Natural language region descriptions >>
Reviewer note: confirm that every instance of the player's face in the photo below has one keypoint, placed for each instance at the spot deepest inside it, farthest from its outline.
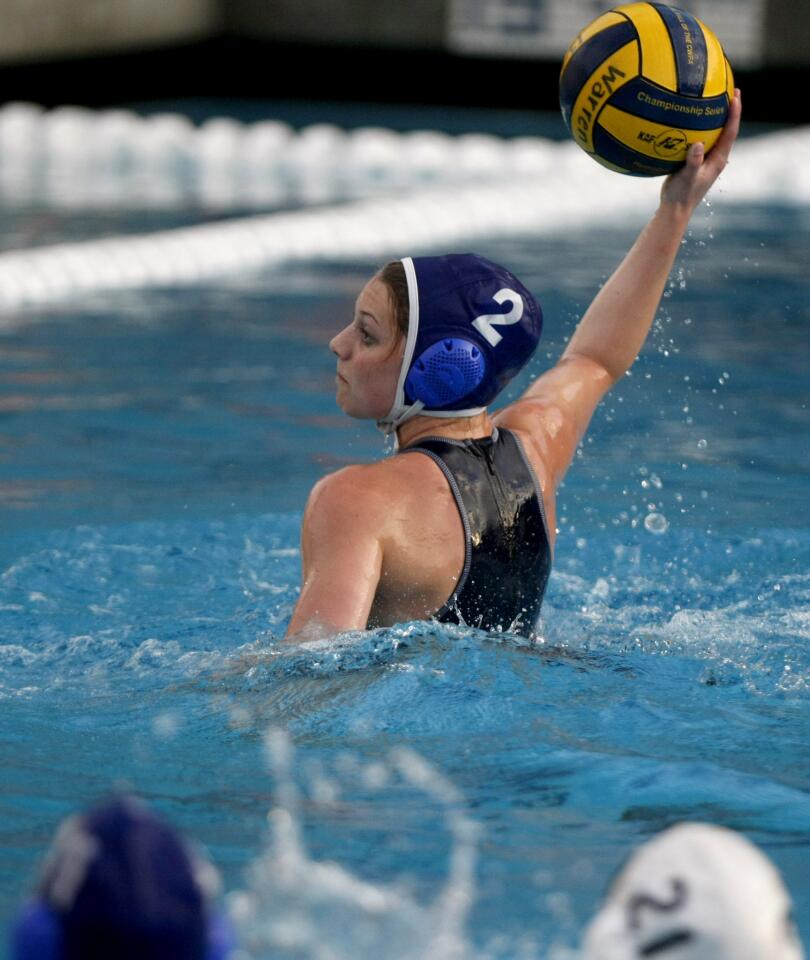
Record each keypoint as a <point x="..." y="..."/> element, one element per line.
<point x="369" y="354"/>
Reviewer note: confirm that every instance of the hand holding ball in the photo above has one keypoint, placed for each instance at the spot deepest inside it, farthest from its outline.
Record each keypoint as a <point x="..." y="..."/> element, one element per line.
<point x="643" y="82"/>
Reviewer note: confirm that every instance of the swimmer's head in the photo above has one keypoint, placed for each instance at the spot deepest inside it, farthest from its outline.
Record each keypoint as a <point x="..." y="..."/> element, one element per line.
<point x="470" y="327"/>
<point x="695" y="892"/>
<point x="119" y="882"/>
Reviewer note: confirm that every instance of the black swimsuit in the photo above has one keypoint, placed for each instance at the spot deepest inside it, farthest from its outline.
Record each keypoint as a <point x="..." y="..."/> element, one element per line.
<point x="507" y="555"/>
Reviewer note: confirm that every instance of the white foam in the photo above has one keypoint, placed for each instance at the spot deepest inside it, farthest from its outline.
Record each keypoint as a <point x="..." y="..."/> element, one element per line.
<point x="443" y="192"/>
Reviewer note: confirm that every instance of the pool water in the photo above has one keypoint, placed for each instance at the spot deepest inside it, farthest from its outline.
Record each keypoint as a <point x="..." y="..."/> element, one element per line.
<point x="432" y="791"/>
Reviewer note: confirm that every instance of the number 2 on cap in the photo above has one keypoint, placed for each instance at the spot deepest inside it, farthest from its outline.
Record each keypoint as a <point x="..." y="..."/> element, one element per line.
<point x="486" y="325"/>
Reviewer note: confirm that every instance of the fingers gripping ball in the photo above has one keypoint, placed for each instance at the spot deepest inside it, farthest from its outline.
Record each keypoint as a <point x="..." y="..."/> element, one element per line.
<point x="643" y="82"/>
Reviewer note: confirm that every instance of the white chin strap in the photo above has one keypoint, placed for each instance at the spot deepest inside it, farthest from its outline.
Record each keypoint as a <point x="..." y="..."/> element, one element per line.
<point x="401" y="411"/>
<point x="399" y="415"/>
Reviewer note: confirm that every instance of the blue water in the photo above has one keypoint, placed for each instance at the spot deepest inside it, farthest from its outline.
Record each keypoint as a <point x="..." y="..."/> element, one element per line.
<point x="156" y="451"/>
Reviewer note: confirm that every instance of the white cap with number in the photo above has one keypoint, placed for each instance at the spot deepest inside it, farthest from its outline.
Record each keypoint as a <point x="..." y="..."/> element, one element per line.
<point x="695" y="892"/>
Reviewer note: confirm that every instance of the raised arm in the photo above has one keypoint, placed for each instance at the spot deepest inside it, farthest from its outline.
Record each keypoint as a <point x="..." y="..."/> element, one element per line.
<point x="558" y="406"/>
<point x="616" y="324"/>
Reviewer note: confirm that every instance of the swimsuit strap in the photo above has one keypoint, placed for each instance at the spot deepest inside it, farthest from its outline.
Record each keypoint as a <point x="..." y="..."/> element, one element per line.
<point x="507" y="555"/>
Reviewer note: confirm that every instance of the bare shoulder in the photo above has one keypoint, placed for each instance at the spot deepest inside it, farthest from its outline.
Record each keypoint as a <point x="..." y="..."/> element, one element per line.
<point x="348" y="489"/>
<point x="362" y="492"/>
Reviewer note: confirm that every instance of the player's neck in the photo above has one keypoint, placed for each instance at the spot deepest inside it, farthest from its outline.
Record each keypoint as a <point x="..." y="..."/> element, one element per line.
<point x="454" y="428"/>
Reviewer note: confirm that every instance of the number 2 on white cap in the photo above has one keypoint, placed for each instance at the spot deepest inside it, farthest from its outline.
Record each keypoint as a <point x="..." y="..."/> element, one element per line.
<point x="486" y="325"/>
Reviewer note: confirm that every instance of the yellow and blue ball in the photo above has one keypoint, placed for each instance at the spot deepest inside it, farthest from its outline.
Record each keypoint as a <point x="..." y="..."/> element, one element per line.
<point x="641" y="83"/>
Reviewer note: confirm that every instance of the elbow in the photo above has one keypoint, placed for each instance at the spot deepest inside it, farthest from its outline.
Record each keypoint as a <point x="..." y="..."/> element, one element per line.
<point x="601" y="370"/>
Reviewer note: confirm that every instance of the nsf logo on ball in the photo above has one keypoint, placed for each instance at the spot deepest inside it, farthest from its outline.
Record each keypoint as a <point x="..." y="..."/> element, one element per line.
<point x="643" y="82"/>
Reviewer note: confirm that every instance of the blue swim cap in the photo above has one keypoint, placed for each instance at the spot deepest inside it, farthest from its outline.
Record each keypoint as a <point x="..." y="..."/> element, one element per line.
<point x="119" y="882"/>
<point x="472" y="327"/>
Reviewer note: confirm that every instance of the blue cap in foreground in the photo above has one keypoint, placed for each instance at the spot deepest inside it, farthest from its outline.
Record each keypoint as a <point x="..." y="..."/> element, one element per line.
<point x="120" y="883"/>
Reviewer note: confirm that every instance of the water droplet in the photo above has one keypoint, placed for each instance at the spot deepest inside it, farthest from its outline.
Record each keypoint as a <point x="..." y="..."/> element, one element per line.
<point x="656" y="523"/>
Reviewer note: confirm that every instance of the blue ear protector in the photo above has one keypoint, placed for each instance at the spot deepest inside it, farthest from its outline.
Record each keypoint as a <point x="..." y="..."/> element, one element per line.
<point x="36" y="934"/>
<point x="445" y="372"/>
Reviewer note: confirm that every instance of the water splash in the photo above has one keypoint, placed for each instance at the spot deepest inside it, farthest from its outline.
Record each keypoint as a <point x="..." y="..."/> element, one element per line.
<point x="309" y="908"/>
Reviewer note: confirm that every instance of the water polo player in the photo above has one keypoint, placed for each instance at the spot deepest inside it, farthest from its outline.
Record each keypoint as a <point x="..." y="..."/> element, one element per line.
<point x="459" y="525"/>
<point x="120" y="884"/>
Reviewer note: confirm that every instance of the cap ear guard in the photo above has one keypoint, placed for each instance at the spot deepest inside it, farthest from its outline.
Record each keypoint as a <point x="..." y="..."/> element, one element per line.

Exercise goal >>
Each record above should be copied character for character, with pictures dropped.

Finished task >>
Reviewer note: confirm that every instance of the player's face in the photo below has one keypoint, placed for each instance at the spot deepest inside it, farthest from its outline.
Record each keypoint as a <point x="..." y="..."/> element, one element per line.
<point x="369" y="354"/>
Reviewer note: confirm that every instance of the hand holding ball in the photo above has one keypoint, placed for each instance at the spot deepest inside it, farthest from its outline.
Record each keypoint as a <point x="..." y="..."/> element, one element per line.
<point x="643" y="82"/>
Reviewer note: confirm that every instance of the swimmer's head in the photo above has one keypoint, placed for each instance at the spot deepest inside it, farthest from its outline.
Record each keypoint as a <point x="..." y="..."/> element, one element per line.
<point x="470" y="327"/>
<point x="695" y="892"/>
<point x="119" y="882"/>
Reviewer note: confirm that every instance of the black swimsuit in the photo above has one keypoint, placed for each instance at the spot deepest inside it, farthest from its outline.
Record each keypoint as a <point x="..." y="..."/> element, one element per line.
<point x="507" y="555"/>
Reviewer note: confirm that every instance of the white foam in the photo above has one keypoint, placed for each instance at the spot deepest inside it, farthest from its outline.
Record each keypoint as a <point x="..." y="..."/> element, one element per line.
<point x="443" y="192"/>
Reviewer note: confirm that every instance of the pool water in the photo above has one keypoint, placed for each instance at the spot deepest inside it, farthest from its outline.
Record each keypoint as a <point x="..." y="..."/> element, one element per line.
<point x="432" y="791"/>
Reviewer note: confirm that every instance of the number 2 on cap in the photo above has one keypoint, placed for each instance at the spot deepest inside it, farthest from its outline.
Record each keypoint as a <point x="..." y="..."/> element, one element per line.
<point x="486" y="325"/>
Reviewer note: confirm that every instance of the fingers gripping ball in the photo above has one keypoint, placed for each instance at the spot deepest inside it, farthest from its outline.
Record each keypoint as a <point x="..." y="..."/> element, one element per line.
<point x="643" y="82"/>
Reviewer note: confirm that every instance of the white chin strap in the photo above has one keypoint, placed for each instance at the spot deepest inside it, farthest from its outline.
Record each keypoint as a <point x="..." y="..."/> element, one element per line.
<point x="401" y="411"/>
<point x="399" y="415"/>
Reviewer note: confirm that every instance of the blue water in the photo above has one keypoint, placed for each instance at the spot deepest inside it, farthest from its outline.
Record each keypoint as a <point x="..." y="..."/> element, one element per line.
<point x="156" y="451"/>
Reviewer note: confirm that every instance of the white cap with number in the photo above has one keypoint, placed for each instance at the spot deepest inside it, farthest from its outline.
Record each keypoint as a <point x="..." y="..."/> element, one element per line.
<point x="695" y="892"/>
Reviewer note: confirm that every instance of the raised arm in the photo above has one keypoint, placed for each instance at the spot deepest inside it, farthest from its outline.
Record each keypoint as a <point x="..." y="..."/> element, one element per line.
<point x="558" y="406"/>
<point x="616" y="324"/>
Reviewer note: confirm that every instance of the swimsuit strap in the photo above has one keypoint, placed for each instance at the spot deepest inside it, farthest from its outline.
Record each keypoint as a <point x="..." y="..."/> element, one element per line.
<point x="507" y="555"/>
Reviewer note: confirm that every instance of the bare shoulder in the photo above has one keypoint, placed for each instance at the spot deepest inside it, farthest from its outline.
Record each keypoint as a <point x="..." y="..."/> element, one element per line.
<point x="348" y="489"/>
<point x="362" y="492"/>
Reviewer note: confirm that every instance of the player's neck in the photo above has one keypoint, placed for each instance at the spot deepest inside it, farthest from its outline.
Record each keypoint as a <point x="..." y="..."/> element, one element per line.
<point x="454" y="428"/>
Reviewer note: confirm that every instance of the number 2 on white cap in the photo above has one keypoint, placed for each instance at the spot deepest inside it, farthest from its outline.
Record each keypoint as a <point x="..." y="..."/> element, one element per line.
<point x="486" y="325"/>
Reviewer note: confirm that every instance of the yellow and blue ball in the photo above has one keypoint, placed for each instance at the spot deepest inside it, farthest from its outline.
Record each keypoint as a <point x="..." y="..."/> element, one element per line.
<point x="641" y="83"/>
Reviewer note: confirm that every instance of the elbow in the photo above has one keypoint, placed for each instance at the spot deepest inside it, farthest from its outline.
Record each keypoint as a <point x="..." y="..."/> element, one element per line.
<point x="601" y="370"/>
Reviewer note: confirm that every instance of the nsf logo on ball in the photo above has one keypoint, placed for each instance at the spot deepest inside it, farthest from its outline.
Record each keypoint as a <point x="..." y="..."/> element, one element per line.
<point x="643" y="82"/>
Reviewer note: confirm that every instance of the blue swim cap in the photo above has one keypoint, placed for each instance at the spot deepest inside it, farthest from its outline.
Record each keypoint as a <point x="..." y="..."/> element, one element per line.
<point x="119" y="882"/>
<point x="472" y="327"/>
Reviewer note: confirm that every instance of the blue cap in foreground in the photo above has one keypoint, placed for each instance at the spot deepest inside it, farthest from its outline.
Record each keypoint as a <point x="..." y="..."/> element, one element per line.
<point x="120" y="883"/>
Reviewer note: confirm that every instance of the water droplet in the photo above has one keypoint, placed for each instance at the spot deepest inside it, farthest from its outline.
Record each keypoint as a <point x="..." y="..."/> element, one element per line.
<point x="656" y="523"/>
Reviewer note: confirm that every instance of the blue ear protector in the photo above has one keypoint, placed for each instance at the spot deepest inside it, farthest from its outline.
Record each keypoint as a <point x="..." y="..."/> element, one element per line.
<point x="36" y="934"/>
<point x="445" y="372"/>
Reviewer note: confirm that every instance of the water splash in the photo above has one keypoint, placed for each instance at the spot deepest inside it, farthest from its outline.
Record each keypoint as a <point x="..." y="..."/> element, one element per line.
<point x="309" y="908"/>
Reviewer note: confirm that every instance of the water polo player in the photo above has one keypoint, placed for each instance at the spot deepest inside it, farthest from its outline.
Record each keypoint as a <point x="..." y="..."/> element, one element per line.
<point x="459" y="525"/>
<point x="120" y="884"/>
Reviewer note: confirm that every instance of the cap ear guard in the photo above has one keypoint, placed for each instance at the spot deepest inside it, farthest from its outline.
Record each keypoint as a <point x="..." y="..."/> element, one element per line.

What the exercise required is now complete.